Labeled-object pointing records
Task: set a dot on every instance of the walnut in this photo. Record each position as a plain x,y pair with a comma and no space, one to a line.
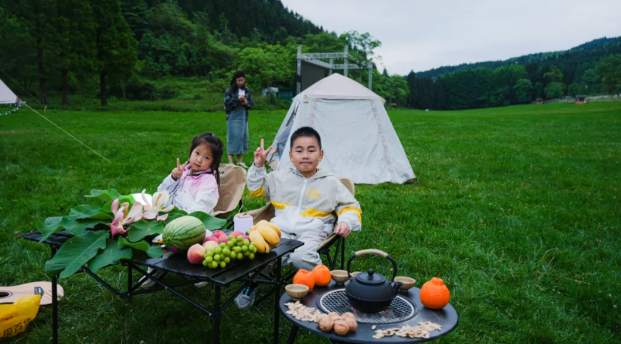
325,323
341,328
351,323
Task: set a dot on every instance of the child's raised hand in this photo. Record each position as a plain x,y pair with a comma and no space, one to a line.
178,171
342,229
260,155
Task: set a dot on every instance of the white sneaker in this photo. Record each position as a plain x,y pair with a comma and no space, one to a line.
149,282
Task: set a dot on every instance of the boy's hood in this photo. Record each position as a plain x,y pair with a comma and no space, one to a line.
321,173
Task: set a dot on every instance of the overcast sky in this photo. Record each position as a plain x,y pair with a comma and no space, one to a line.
420,35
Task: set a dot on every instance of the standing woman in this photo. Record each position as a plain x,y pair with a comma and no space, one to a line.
237,102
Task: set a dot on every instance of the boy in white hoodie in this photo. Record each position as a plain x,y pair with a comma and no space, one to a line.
305,198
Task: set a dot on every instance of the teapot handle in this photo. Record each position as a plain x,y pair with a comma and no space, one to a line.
375,252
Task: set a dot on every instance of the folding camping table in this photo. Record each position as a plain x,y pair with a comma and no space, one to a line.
247,272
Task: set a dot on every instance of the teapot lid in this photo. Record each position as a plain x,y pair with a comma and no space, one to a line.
370,277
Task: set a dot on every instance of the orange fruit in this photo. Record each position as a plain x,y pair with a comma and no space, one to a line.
322,275
434,294
304,277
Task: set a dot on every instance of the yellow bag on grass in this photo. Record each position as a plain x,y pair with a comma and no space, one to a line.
15,317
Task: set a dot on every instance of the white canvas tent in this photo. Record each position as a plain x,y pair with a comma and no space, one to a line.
6,95
357,137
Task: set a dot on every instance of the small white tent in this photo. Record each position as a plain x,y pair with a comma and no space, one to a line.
6,95
357,137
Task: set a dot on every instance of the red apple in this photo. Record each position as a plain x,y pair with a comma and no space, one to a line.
196,254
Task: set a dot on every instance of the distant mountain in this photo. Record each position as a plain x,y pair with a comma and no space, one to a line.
587,53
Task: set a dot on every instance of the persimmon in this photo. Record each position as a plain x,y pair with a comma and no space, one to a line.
322,275
434,294
304,277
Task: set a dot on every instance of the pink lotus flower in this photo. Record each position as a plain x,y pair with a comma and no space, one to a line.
153,205
124,217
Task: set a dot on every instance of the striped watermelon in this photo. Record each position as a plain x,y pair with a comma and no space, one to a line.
184,232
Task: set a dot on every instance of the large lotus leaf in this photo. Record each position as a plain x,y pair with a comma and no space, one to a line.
78,226
108,195
107,207
143,229
110,256
50,226
209,221
152,251
76,252
86,211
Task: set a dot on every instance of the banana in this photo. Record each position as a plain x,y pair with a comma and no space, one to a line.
259,242
275,228
271,225
269,235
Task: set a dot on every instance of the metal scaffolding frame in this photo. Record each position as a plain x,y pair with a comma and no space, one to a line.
316,59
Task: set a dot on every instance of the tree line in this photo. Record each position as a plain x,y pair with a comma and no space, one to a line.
100,48
512,84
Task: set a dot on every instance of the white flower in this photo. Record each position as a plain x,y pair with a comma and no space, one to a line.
153,205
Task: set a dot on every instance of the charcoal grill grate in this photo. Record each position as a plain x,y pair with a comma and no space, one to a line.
399,310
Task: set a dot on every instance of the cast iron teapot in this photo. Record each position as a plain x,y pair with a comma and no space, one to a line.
369,291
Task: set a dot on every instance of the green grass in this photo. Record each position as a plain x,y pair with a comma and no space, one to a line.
517,210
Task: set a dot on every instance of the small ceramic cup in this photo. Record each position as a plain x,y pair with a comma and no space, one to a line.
408,283
297,291
339,276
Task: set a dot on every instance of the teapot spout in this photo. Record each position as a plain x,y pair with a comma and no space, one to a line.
396,286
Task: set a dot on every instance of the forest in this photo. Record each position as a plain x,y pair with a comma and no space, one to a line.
141,49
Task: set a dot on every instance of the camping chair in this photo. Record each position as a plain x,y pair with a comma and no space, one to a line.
232,184
268,211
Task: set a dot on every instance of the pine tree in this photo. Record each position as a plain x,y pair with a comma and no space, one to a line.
75,31
116,48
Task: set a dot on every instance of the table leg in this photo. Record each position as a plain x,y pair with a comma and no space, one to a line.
216,316
277,299
129,283
54,304
293,334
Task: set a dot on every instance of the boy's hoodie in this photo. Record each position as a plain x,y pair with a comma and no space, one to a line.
305,204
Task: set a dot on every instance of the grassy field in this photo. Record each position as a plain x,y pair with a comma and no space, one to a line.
518,211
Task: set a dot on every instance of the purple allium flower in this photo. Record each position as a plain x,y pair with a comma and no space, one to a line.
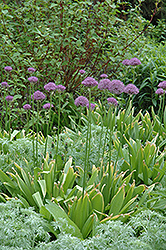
116,87
159,91
134,61
112,101
38,95
131,89
89,82
8,68
92,106
60,88
81,71
126,62
31,70
81,101
47,106
162,85
104,84
51,86
103,76
4,84
27,107
9,98
33,79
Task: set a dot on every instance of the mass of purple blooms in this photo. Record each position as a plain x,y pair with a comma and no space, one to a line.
112,101
131,89
38,95
51,86
116,87
81,101
89,82
27,106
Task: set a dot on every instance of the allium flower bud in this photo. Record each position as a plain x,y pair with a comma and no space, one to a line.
162,85
116,87
126,62
135,61
159,91
103,76
104,84
31,70
27,107
82,71
81,101
8,68
47,106
9,98
51,86
92,105
38,96
33,79
60,88
112,101
4,84
89,82
131,89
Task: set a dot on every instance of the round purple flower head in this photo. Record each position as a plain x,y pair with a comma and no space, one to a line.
31,70
38,96
126,62
104,84
9,98
81,71
131,89
89,82
27,107
60,88
51,86
112,101
33,79
103,76
81,101
135,61
159,91
4,84
162,85
116,87
92,105
47,106
8,68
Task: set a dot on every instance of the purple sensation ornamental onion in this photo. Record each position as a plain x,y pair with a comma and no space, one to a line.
116,87
135,61
92,106
27,107
103,76
4,84
81,71
126,62
162,85
60,88
89,82
81,101
131,89
33,79
51,86
112,101
8,68
31,70
104,84
38,96
9,98
159,91
47,106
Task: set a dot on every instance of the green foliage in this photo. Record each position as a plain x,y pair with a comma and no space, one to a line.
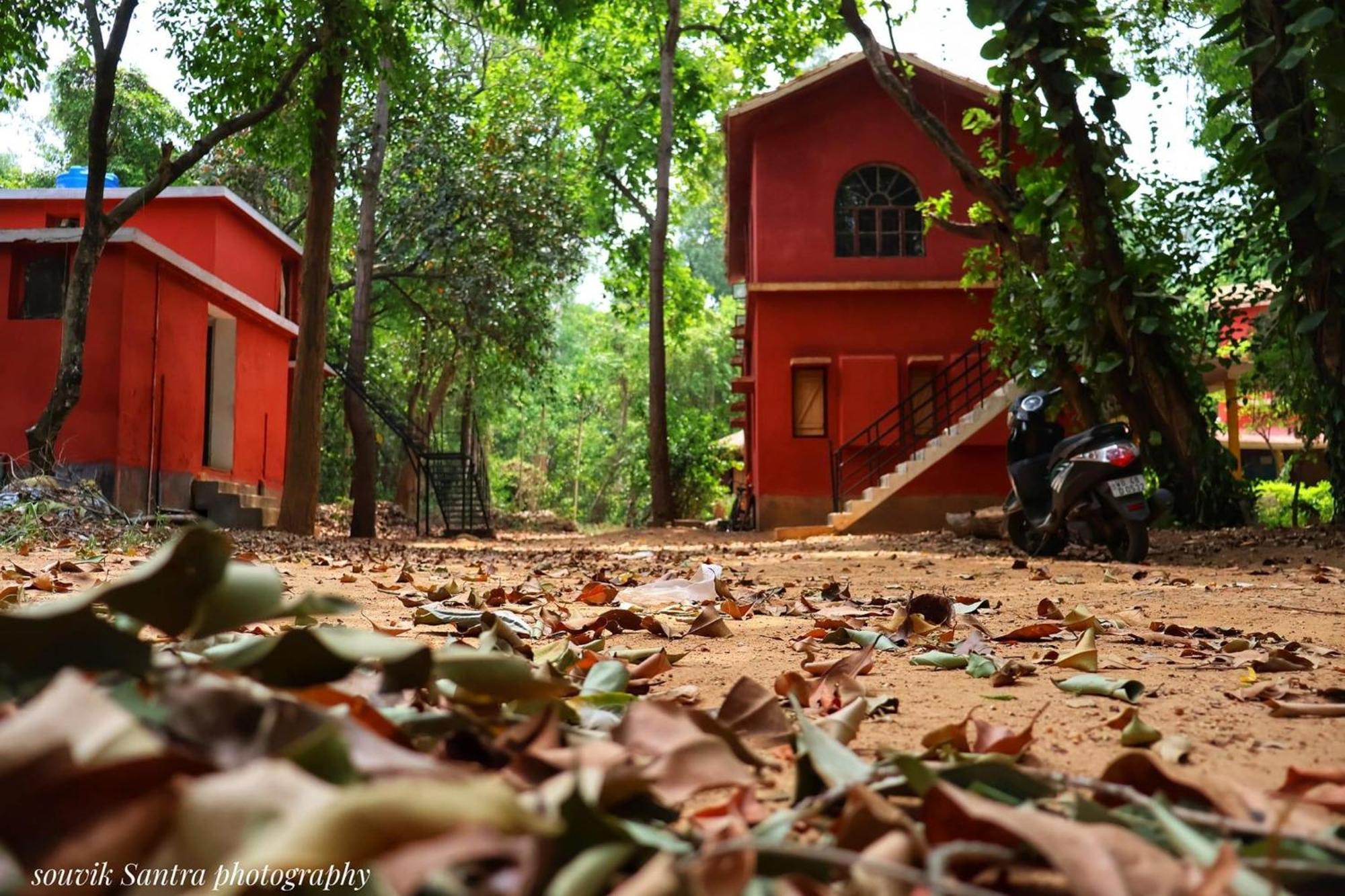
598,376
142,120
14,177
1100,282
24,46
1276,503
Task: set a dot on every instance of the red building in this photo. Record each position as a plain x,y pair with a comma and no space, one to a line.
861,386
185,396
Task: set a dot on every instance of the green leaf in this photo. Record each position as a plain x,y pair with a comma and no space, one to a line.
1311,323
941,659
861,637
1109,362
1293,57
1312,21
607,677
497,676
190,588
1192,844
38,639
590,872
306,657
981,666
835,762
1126,689
1140,733
983,13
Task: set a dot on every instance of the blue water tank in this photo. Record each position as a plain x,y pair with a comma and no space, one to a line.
79,178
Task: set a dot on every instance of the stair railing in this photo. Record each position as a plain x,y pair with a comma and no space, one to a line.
900,431
428,450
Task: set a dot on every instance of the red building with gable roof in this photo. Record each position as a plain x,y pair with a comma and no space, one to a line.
186,389
863,389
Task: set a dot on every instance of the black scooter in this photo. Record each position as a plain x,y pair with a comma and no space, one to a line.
1087,489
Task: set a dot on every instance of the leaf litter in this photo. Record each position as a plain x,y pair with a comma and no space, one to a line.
500,743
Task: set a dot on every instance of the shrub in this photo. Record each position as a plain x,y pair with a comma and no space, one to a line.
1276,503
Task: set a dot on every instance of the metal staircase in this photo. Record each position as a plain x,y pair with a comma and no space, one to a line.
911,436
457,478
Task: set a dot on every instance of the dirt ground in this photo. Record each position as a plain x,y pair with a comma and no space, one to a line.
1291,584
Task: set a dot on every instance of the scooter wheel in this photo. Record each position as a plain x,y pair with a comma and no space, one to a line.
1130,542
1030,540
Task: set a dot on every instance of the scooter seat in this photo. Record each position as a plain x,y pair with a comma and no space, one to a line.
1071,444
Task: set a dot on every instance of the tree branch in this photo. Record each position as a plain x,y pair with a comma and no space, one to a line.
630,197
95,30
716,30
966,228
992,193
169,173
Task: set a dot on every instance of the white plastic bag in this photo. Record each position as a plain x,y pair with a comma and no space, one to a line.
684,591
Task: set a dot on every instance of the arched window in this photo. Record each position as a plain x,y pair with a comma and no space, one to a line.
876,214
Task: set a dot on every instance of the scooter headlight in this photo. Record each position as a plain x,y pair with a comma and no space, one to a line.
1118,455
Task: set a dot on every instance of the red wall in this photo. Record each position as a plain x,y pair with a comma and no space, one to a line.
793,154
209,231
29,356
145,382
886,329
262,409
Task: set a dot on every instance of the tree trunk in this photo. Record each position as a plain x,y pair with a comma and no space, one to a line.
1286,118
365,463
303,451
661,470
1153,386
406,497
598,510
100,227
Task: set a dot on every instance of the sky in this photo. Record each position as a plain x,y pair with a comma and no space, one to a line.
937,30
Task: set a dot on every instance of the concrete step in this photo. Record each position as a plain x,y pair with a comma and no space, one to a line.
929,455
235,505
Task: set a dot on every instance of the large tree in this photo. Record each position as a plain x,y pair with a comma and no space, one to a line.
477,231
1286,153
648,75
263,97
141,123
1069,284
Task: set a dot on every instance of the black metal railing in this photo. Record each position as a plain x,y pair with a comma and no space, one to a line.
900,431
449,459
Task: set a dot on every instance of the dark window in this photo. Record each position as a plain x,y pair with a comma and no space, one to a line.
926,400
876,214
42,283
810,403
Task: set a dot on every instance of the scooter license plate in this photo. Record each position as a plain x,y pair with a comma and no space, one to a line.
1126,486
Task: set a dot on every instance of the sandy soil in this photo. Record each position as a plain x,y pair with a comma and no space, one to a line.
1285,583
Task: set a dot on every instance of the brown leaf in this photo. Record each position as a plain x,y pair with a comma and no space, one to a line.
736,610
1097,860
953,733
1011,671
1000,739
687,759
1035,631
598,594
711,624
652,666
1305,710
1217,880
754,713
1321,786
1085,655
937,610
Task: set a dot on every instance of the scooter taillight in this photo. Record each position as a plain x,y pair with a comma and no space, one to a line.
1120,455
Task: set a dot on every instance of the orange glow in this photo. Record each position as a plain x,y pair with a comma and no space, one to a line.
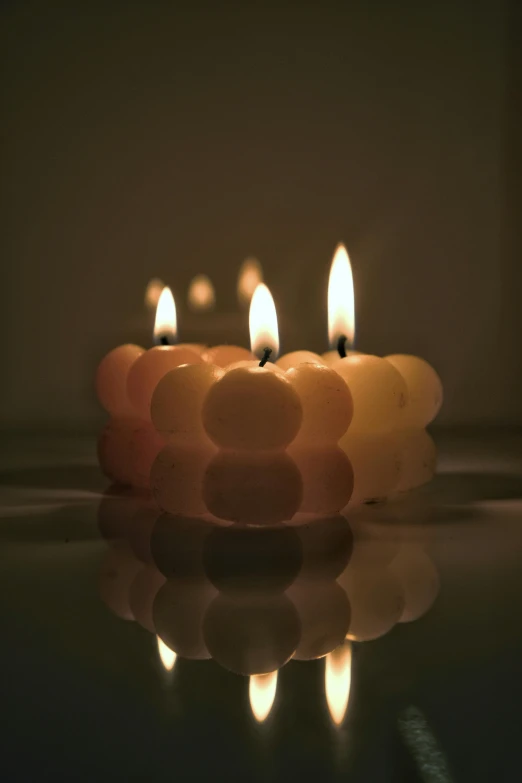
337,680
341,308
153,292
201,295
261,691
250,275
263,322
167,656
165,324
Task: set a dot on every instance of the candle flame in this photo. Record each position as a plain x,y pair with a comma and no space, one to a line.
261,691
337,680
165,324
153,292
341,307
201,295
167,656
250,275
263,322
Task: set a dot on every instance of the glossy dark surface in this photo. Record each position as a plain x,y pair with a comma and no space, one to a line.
86,697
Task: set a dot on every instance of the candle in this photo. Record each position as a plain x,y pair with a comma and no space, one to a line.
177,475
260,488
376,462
177,401
327,478
150,367
111,379
379,391
326,402
294,358
127,449
224,355
251,407
424,389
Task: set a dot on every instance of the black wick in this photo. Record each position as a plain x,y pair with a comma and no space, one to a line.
266,356
341,346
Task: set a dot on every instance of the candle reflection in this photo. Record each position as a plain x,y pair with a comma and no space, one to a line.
167,656
337,680
262,691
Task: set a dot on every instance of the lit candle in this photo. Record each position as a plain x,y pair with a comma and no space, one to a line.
150,367
252,407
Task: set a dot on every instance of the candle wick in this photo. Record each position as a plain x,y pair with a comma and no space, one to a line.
266,356
341,346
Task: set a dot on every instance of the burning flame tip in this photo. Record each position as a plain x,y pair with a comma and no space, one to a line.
263,321
341,317
166,320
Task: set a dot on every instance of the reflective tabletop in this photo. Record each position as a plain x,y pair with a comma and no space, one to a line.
381,643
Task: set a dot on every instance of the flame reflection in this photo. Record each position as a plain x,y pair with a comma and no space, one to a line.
167,656
261,691
337,679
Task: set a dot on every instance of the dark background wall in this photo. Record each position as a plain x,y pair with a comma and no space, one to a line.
150,139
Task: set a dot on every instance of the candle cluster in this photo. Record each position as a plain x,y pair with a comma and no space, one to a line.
189,416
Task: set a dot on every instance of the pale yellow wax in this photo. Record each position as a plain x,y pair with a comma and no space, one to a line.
176,478
258,488
142,593
330,357
378,391
324,612
178,613
376,599
111,380
254,363
127,449
149,369
424,389
223,355
178,400
298,357
327,478
251,634
418,458
326,402
252,408
419,579
376,461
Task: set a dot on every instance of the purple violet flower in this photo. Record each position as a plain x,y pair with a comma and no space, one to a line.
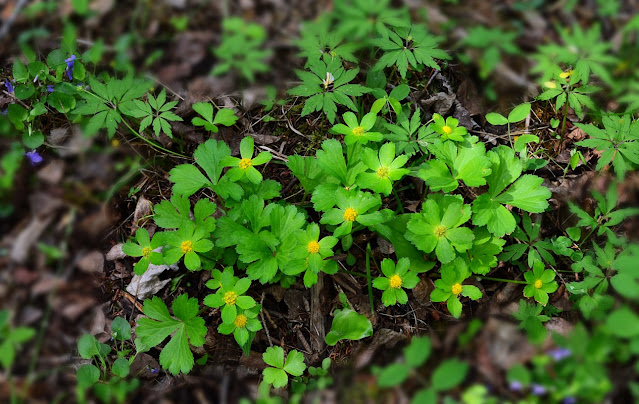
515,385
34,157
559,353
538,389
9,86
70,63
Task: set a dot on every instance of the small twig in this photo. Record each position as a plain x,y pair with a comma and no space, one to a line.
268,335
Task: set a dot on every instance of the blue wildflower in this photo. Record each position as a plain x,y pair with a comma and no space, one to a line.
559,353
9,86
70,63
34,157
516,385
538,389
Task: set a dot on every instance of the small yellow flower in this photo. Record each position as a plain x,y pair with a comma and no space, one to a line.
382,172
186,246
456,289
566,74
245,163
395,281
312,247
358,131
230,298
240,321
440,231
350,214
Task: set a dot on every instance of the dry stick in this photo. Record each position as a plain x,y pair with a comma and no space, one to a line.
268,335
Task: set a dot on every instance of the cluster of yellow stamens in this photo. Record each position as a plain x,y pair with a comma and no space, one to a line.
240,321
312,247
382,172
350,214
358,131
245,163
440,231
456,289
186,246
230,298
395,281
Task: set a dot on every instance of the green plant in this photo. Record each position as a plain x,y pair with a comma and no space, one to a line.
449,288
186,328
406,46
144,247
357,132
394,281
224,116
540,282
277,375
348,324
493,43
437,227
155,112
327,85
605,217
617,143
241,49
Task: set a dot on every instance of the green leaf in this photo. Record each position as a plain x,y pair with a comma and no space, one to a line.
348,324
519,113
87,376
176,355
494,118
418,351
20,72
121,329
623,323
449,374
393,375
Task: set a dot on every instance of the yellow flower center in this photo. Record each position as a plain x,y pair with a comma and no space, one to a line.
312,247
146,252
245,163
186,246
566,74
440,231
456,289
395,282
230,298
382,172
240,321
350,214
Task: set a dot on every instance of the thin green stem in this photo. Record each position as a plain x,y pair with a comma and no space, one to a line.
501,279
368,276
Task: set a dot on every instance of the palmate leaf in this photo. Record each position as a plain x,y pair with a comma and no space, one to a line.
327,85
176,356
409,46
453,163
526,193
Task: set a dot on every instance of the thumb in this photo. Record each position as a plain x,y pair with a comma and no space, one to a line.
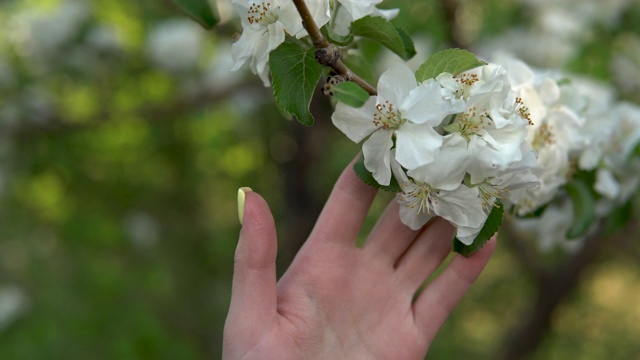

Do this:
Format the lines of the records as a numbered list, from the line that contains "Task: set a dot on every instance of the dry" through the end of the records, with both ends included. Leave out blank lines and pictures.

Answer for this exercise:
1. Task: set a dot on every instance of the dry stick in this photo. Record each position as a plain x,y pair with a comma and no space, one to a line.
2. 268,335
3. Task: set a dot on every instance of the cluster of yellow stamens in this photo. Record each position as a plain x,y pair with a comma and no space, one to a line.
4. 240,321
5. 312,247
6. 382,172
7. 350,214
8. 358,131
9. 245,163
10. 440,231
11. 456,289
12. 186,246
13. 230,298
14. 395,281
15. Task: set a dot on every instance of the green plant in this photo. Record each position as a plain x,y pair with a comma and no space, one to a line.
16. 449,288
17. 186,328
18. 406,46
19. 144,247
20. 357,132
21. 394,281
22. 224,116
23. 540,282
24. 277,375
25. 348,324
26. 493,43
27. 437,227
28. 155,112
29. 327,85
30. 605,217
31. 617,143
32. 241,49
33. Task: set a dot on every instance of the green leaf in this photo. Record each position as a plain x,y pair with a comma and no space, one to a line.
34. 348,324
35. 519,113
36. 87,376
37. 176,355
38. 494,118
39. 418,351
40. 20,72
41. 121,329
42. 623,323
43. 449,374
44. 393,375
45. Task: set a dot on every instance of the yellow flower center in this photo. Record each position as a plain x,y pair with a comma and no space, one to a line.
46. 312,247
47. 146,252
48. 245,163
49. 186,246
50. 566,74
51. 440,231
52. 456,289
53. 395,282
54. 230,298
55. 382,172
56. 240,321
57. 350,214
58. Task: set a dot on every instance of the thin green stem in this photo. Record each position as a plain x,y pair with a comma and no space, one to a line.
59. 501,279
60. 368,276
61. Task: set a dot on every instance of the palmate leaf in this photo. Record each position as a plain x,y pair with a comma and no space, one to a line.
62. 327,85
63. 176,356
64. 409,46
65. 453,163
66. 526,193
67. Task: set a dot on every instance of the thumb in this photo. Record each position as a plain x,y pair with a comma and no space, one to a line.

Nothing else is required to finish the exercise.